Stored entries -

--- START ---

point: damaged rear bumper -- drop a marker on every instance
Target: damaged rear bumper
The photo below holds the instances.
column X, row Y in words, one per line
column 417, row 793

--- END ---
--- START ---

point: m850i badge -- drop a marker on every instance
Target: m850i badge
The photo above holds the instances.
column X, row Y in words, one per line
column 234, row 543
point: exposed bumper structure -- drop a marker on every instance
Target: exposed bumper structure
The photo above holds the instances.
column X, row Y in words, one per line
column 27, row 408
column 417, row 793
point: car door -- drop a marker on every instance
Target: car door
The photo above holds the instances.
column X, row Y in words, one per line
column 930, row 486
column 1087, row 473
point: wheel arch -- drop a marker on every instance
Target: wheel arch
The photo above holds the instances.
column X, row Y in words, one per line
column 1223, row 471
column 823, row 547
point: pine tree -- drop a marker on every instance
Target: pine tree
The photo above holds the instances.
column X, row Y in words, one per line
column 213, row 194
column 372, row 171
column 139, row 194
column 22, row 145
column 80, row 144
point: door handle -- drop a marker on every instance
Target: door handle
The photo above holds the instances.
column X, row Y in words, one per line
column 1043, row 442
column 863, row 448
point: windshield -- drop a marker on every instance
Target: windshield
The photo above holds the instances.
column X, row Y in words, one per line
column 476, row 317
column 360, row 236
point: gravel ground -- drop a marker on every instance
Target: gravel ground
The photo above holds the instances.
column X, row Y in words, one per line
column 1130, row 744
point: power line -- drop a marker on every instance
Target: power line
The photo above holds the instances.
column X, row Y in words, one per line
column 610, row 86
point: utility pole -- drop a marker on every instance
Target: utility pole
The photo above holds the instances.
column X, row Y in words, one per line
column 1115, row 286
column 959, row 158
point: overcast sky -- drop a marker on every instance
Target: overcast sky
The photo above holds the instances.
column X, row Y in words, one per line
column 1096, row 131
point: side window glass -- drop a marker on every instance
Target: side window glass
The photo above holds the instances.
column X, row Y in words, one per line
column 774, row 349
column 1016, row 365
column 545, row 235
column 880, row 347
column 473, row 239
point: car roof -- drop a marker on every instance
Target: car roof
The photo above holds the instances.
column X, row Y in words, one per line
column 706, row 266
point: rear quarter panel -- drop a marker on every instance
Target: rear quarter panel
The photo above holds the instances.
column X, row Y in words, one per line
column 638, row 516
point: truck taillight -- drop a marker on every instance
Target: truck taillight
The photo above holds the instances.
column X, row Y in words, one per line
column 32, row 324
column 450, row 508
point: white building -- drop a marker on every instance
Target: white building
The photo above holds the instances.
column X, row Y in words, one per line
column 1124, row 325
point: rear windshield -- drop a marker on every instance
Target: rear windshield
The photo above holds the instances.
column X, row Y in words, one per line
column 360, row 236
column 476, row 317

--- END ---

The problem - Check each line of the entries above for the word "glass". List the ones that have it.

Expected output -
point: side window glass -- drop a marker on every instance
Target: side window glass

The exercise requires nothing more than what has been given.